(SELECTED EXTRACT)
%%

COVAC warns cooling tower operators need to act to tackle Legionnaire's disease risks
Business owners with cooling towers on-site are being urged to consider the health impacts that can arise from these structures. With the Health and Safety Executive recently announcing plans to inspect 5000 cooling towers at sites across the UK from the start of 2014 to assess the risks of Legionnaire's disease as well as to educate owners on how to reduce such risks, it is clear that a significant effort is being made to lower risks.
After extensive research from the HSE, cooling towers were found to be the structure which posed the greatest risk to the development of legionella due to the often complex nature of the systems used, in addition to the number of cases of Legionnaire's disease with the source being a cooling tower in recent years.
Following visits to numerous sites, officials from the Health and Safety Executive highlighted a number of "matters of concern" which had become apparent from their cooling tower inspections. These areas of concern included some of the following;
- Leaks coming from the joints of cooling towers
- Clear areas of rust which can be a common breeding ground and food source for Legionnaires
- Exterior damage to cladding
- Growth of moss and grass in and around the cooling tower
In light of this research and their findings, the HSE feel a programme of intervention is required to promote improved methods of control against the risks of Legionnaire's disease and have since announced their plans to visit 5,000 cooling towers from the latter part of this year through until March 2014.
With such a large number of sites and structures to visit, priority for inspection needed to be determined, so a questionnaire was sent to all cooling tower operators to complete and return, with the following priority being given;
- Sites with a cooling tower where a completed questionnaire had not been received would be visited first.
- If a completed questionnaire had been returned but any of the key questions had been answered incorrectly, those sites would be visited next.
- Those sites with high scores in all remaining questions would be next to be visited.
- Sites with lower scores from their questionnaire but high population densities within 2km of the cooling tower would then be inspected.
- Any remaining sites would be the last to be visited by the HSE.
This intervention programme should make a considerable difference to the knowledge and awareness cooling tower owners have as to the risks that can develop from the structures and how to prevent these arising in future. One of the most effective ways of achieving this is through the use of professionals to conduct cooling tower maintenance on a regular basis and cooling tower repair whenever required, with COVAC being a leading name in this field.
A well maintained, fully functional cooling tower will undoubtedly be of benefit to any business setting as running costs will be lower and energy output will be reduced, therefore having a positive impact upon the environment. Alongside all of this, a cooling tower lined with a coating that offers environmental, economical and technical benefits will provide a long lasting solution that maintains efficiency and performance as well as practically eliminating the risk of harmful bacteria growth and development.
With the latest plans from the HSE urging cooling tower owners to consider the health impacts of their structures and implement various initiatives to reduce risks, the hope is that the number of Legionnaire's disease outbreaks attributed to cooling towers will soon start to lower.

%%

(ASSIGNMENT A) Translate this sentence from the cooling tower article into Spanish: "Sites with a cooling tower where a completed questionnaire had not been received would be visited first."
(ASSIGNMENT B) Print the passage of the cooling tower article from the words "- If a completed" up to and including the words "in this field.".

(DATA FOR ANALYSIS)
%%

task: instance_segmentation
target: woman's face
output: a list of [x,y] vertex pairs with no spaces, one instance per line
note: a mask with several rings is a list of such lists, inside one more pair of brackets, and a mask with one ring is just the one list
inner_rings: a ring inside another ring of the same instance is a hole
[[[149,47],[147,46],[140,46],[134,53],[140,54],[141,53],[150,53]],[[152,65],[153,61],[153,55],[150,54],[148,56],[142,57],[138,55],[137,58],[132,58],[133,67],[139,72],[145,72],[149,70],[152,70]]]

%%

(EXPECTED OUTPUT A) Los emplazamientos con una torre de refrigeración de los que no se hubiera recibido un cuestionario cumplimentado serían visitados en primer lugar.

(EXPECTED OUTPUT B)
- If a completed questionnaire had been returned but any of the key questions had been answered incorrectly, those sites would be visited next.
- Those sites with high scores in all remaining questions would be next to be visited.
- Sites with lower scores from their questionnaire but high population densities within 2km of the cooling tower would then be inspected.
- Any remaining sites would be the last to be visited by the HSE.
This intervention programme should make a considerable difference to the knowledge and awareness cooling tower owners have as to the risks that can develop from the structures and how to prevent these arising in future. One of the most effective ways of achieving this is through the use of professionals to conduct cooling tower maintenance on a regular basis and cooling tower repair whenever required, with COVAC being a leading name in this field.